Find the string "target" in the listing and report every line that has it.

##### Extracted entries #####

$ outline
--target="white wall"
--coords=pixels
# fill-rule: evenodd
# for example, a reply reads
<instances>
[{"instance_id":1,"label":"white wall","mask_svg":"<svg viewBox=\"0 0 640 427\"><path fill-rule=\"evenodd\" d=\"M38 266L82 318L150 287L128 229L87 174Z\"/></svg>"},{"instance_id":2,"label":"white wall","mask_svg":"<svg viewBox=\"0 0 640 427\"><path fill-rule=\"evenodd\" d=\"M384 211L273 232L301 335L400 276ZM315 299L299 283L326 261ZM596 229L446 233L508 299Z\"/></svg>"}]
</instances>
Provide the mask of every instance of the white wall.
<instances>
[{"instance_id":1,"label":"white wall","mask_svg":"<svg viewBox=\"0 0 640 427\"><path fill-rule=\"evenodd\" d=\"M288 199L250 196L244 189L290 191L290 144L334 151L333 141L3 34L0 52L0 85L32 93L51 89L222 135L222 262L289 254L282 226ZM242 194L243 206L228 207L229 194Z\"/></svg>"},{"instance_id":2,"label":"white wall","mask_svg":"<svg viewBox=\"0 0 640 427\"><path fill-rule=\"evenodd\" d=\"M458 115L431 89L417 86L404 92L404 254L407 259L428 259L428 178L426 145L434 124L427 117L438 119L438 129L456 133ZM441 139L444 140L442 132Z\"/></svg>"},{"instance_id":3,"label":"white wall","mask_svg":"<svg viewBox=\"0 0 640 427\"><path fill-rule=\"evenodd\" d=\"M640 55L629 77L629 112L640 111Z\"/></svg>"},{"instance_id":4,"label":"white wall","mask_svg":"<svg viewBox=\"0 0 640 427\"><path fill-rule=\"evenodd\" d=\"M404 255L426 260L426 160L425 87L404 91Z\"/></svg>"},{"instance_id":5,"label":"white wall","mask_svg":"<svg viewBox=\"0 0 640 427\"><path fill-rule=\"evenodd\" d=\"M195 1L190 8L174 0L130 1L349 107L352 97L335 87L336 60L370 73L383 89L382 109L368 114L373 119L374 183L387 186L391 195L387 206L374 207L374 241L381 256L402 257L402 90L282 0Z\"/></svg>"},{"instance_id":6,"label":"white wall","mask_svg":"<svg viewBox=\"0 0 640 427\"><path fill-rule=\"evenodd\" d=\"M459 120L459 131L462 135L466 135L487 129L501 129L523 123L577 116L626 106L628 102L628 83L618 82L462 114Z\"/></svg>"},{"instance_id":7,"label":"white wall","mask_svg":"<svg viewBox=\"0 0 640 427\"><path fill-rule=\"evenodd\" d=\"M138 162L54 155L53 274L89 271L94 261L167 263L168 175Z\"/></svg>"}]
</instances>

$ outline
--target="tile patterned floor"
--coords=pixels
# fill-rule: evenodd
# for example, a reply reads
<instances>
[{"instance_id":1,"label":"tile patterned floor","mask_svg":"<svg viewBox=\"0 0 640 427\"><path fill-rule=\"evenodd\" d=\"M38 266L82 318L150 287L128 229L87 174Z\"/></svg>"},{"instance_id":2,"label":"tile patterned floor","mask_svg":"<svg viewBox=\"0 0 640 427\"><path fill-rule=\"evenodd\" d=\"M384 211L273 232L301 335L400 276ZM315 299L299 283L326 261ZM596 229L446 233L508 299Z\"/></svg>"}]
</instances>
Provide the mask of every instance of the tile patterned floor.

#####

## Reply to the exercise:
--target="white wall"
--target="tile patterned floor"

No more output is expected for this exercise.